Please copy out the lines word for word, from the very first one down through the line that contains "box: [0, 9, 36, 60]".

● ● ●

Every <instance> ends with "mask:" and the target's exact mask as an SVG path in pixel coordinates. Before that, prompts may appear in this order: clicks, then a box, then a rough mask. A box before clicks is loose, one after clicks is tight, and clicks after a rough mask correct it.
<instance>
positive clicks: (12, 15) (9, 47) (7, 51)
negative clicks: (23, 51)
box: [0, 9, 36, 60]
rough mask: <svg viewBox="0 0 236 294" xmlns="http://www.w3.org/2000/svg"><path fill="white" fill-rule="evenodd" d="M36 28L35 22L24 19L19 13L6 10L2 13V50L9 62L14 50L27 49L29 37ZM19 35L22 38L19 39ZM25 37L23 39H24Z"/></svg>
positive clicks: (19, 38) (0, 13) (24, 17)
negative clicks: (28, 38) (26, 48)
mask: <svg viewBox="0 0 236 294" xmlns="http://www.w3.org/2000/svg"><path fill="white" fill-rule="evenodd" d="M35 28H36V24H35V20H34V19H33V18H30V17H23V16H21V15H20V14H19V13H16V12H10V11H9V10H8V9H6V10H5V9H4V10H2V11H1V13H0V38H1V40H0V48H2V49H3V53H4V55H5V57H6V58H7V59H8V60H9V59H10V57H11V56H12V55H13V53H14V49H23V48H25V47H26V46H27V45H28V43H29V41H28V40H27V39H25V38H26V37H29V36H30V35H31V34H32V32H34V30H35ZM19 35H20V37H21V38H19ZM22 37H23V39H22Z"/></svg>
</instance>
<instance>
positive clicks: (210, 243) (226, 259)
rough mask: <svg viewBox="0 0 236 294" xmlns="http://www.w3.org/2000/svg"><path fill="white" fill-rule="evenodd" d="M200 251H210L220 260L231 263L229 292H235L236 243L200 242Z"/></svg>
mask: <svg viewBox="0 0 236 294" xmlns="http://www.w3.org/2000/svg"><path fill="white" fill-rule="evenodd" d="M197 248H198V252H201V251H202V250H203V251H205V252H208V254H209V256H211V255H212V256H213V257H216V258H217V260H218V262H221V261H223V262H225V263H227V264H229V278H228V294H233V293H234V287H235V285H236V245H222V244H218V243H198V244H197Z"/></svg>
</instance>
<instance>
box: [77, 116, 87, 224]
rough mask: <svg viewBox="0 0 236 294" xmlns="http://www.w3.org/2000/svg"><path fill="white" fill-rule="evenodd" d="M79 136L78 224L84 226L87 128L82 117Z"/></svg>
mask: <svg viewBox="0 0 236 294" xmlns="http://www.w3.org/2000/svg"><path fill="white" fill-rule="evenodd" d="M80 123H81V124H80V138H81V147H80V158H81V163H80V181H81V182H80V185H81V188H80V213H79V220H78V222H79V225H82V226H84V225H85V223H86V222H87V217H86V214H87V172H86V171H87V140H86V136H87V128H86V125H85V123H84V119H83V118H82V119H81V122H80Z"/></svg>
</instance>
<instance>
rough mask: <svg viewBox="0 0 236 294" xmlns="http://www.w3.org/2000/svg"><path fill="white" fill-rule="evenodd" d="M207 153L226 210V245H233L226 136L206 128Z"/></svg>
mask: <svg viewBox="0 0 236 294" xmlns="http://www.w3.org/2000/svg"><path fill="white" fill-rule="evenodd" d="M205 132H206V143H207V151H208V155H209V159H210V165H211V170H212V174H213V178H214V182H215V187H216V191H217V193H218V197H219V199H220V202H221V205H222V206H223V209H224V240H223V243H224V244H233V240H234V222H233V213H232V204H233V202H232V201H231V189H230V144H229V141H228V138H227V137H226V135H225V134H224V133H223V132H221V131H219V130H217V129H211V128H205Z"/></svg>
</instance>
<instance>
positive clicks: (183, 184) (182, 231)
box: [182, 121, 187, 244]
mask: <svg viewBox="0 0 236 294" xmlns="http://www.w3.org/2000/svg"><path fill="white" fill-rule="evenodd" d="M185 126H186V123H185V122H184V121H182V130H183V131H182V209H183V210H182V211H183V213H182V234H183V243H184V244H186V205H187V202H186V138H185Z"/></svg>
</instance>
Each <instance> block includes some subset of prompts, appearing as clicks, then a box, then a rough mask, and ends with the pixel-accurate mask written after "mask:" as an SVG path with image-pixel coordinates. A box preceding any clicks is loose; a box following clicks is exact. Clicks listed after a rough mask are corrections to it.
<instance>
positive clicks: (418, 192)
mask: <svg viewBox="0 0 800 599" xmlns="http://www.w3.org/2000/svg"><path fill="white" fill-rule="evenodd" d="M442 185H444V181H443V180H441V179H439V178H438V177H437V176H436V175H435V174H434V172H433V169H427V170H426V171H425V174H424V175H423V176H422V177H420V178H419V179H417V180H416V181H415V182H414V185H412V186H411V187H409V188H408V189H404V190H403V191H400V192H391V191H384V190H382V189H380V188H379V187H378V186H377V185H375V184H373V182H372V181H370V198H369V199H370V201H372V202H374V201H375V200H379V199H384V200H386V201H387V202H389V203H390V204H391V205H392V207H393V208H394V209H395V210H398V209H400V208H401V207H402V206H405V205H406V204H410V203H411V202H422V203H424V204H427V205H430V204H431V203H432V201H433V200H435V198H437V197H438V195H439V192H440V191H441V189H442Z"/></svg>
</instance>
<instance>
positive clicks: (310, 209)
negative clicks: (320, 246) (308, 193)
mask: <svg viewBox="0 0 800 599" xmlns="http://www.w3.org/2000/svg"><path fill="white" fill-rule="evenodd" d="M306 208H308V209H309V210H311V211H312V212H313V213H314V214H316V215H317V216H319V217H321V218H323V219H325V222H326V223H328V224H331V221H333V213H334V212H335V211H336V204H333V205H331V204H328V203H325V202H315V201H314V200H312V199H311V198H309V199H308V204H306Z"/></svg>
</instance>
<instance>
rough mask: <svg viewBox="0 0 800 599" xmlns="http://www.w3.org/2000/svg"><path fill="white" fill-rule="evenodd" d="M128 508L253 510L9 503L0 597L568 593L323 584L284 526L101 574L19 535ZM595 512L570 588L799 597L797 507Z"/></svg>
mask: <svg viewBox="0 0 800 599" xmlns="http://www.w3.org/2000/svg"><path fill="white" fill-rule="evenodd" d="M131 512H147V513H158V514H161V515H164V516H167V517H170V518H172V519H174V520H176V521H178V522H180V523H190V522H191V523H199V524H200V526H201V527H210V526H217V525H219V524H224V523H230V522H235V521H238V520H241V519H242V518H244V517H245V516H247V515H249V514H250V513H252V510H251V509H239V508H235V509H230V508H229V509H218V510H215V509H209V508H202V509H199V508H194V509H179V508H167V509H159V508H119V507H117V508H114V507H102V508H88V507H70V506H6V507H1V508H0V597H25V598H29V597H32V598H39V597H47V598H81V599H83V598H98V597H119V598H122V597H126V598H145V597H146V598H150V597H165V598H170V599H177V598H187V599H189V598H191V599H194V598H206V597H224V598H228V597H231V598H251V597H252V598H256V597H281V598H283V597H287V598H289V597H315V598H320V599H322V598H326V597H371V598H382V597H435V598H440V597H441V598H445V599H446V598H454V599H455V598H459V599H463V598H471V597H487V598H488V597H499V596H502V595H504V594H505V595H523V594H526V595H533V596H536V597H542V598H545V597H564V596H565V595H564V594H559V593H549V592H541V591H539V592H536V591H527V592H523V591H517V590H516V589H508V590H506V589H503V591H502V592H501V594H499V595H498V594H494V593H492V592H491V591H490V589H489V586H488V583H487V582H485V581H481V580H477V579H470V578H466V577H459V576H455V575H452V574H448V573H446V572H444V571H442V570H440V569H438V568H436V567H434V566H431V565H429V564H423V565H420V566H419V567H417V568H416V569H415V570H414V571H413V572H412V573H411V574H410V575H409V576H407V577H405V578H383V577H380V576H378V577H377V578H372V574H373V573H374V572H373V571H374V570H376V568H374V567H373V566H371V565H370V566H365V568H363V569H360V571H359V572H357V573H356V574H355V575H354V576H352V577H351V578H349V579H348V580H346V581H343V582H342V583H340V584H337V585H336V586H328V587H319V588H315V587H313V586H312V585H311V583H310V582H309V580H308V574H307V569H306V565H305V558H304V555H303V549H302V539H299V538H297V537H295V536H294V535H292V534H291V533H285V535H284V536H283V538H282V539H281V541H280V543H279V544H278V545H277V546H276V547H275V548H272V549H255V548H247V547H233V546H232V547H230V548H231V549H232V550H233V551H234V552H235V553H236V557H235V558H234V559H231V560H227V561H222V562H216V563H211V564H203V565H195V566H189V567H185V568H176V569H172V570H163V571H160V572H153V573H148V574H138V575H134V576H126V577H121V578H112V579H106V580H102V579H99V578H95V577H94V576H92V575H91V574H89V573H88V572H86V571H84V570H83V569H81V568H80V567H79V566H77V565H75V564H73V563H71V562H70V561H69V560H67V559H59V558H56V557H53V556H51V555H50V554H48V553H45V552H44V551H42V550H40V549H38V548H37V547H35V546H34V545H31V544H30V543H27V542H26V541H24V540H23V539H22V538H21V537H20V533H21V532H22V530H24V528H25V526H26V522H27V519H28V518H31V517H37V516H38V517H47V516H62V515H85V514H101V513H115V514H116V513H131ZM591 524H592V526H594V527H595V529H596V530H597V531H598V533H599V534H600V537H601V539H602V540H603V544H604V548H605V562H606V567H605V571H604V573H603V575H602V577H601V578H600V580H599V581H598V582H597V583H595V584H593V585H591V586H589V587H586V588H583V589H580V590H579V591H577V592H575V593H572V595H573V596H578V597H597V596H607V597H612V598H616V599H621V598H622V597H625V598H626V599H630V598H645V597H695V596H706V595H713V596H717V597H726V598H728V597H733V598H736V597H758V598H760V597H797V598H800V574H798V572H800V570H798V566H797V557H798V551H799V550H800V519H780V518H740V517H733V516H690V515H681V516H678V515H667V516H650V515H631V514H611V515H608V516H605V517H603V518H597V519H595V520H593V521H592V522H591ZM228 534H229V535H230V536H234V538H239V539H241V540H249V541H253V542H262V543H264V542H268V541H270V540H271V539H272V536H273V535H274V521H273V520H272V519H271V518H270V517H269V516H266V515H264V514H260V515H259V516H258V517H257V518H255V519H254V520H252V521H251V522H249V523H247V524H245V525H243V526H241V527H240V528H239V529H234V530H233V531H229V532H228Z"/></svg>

● ● ●

# Answer box:
Every <instance> ends with "mask:" and the target's exact mask as an SVG path in pixel coordinates. Before that, prompts may appear in this order: clicks, then a box, then a rough mask. A box before clicks is loose, one after clicks is tight, and clicks after a rough mask correct it.
<instance>
positive clicks: (12, 15) (9, 47) (7, 51)
negative clicks: (23, 51)
box: [0, 9, 36, 60]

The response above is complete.